Please copy the forum passage on thread synchronization between "The kind of" and "taught about synchronization.", inclusive, substituting "semaphores" for "mutexes".

TEXT BLOCK:
■ ■ ■ ■
I pity you for being assigned to teach a C++ course; I avoid it like the
plague because in my experience the thinks those short-cuts hide are exactly
the things that cause the most problems. The last time I let one of my guys
convince me that it would be ok if he wrote it in C++ I spent more time
reviewing and fixing it than he did writing it.

Notwithstanding that rant, I wholeheartedly agree that a sound high-level
design is essential to a good implementation; my point was rather that
whereas you say sync should be avoided as a principal, I support the maximum
orthogonality of multi-threaded tasks as a precept. Perhaps the difference
is semantical, but I have found that if I start talking about too many sync
points then they just don’t use sync objects (when needed) rather than
understanding the point that the design is wrong. When put in terms of set
theory it seems easier to understand that thread A assigning a task to
thread B and then waiting for completion is a useless design for increased
parallelism in an application.

As I am sure you will recall, when the application becomes too generic
deadlock managers become essential because sometimes there is no way to
control lock acquisition order (al la SQL servers etc.) and while this
extremely high-level pattern doesn’t suffer from deadlocks per se, it can’t
be said that the performance on a specific dataset will be better than a
dedicated algorithm with either an exclusive lock, shared-reader lock, or
refcount (aka rundown) access pattern. The usual trade offs between perf
and flexibility apply - but I digress …

“Joseph M. Newcomer” wrote in message news:xxxxx@ntdev…

The kind of code that 30 years ago would have involved several mutexes and
lots of synchronization. It took me years to learn that synchronization
should be avoided by adopting higher-level patterns, and since I started
doing this, I don’t have deadlocks, performance problems, lock contention,
or any of the other problems that plague people who believe what they were
taught about synchronization.
■ ■ ■ ■
DATA SECTION:
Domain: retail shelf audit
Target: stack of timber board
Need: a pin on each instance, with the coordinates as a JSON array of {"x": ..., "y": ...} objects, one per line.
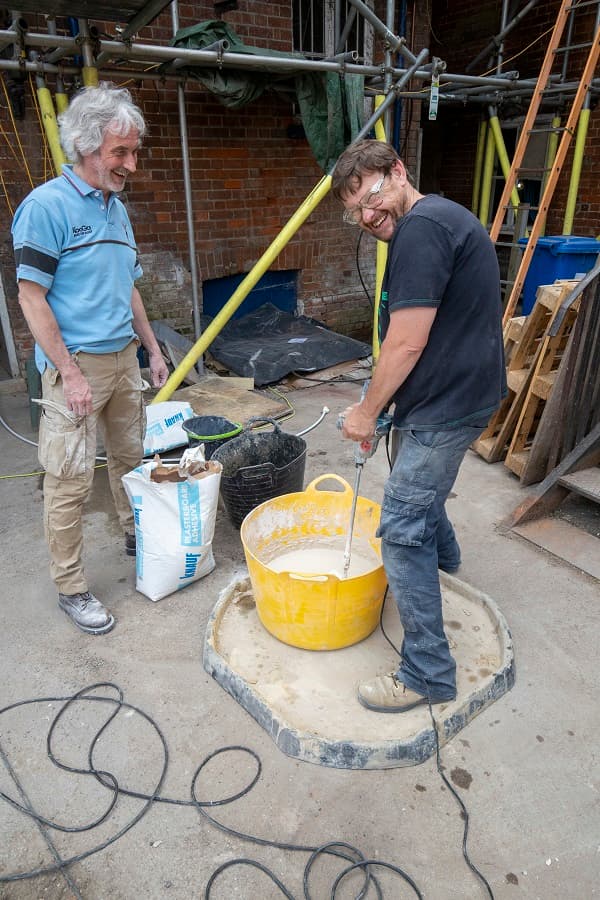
■ ■ ■ ■
TASK SOLUTION:
The kind of code that 30 years ago would have involved several semaphores and
lots of synchronization. It took me years to learn that synchronization
should be avoided by adopting higher-level patterns, and since I started
doing this, I don’t have deadlocks, performance problems, lock contention,
or any of the other problems that plague people who believe what they were
taught about synchronization.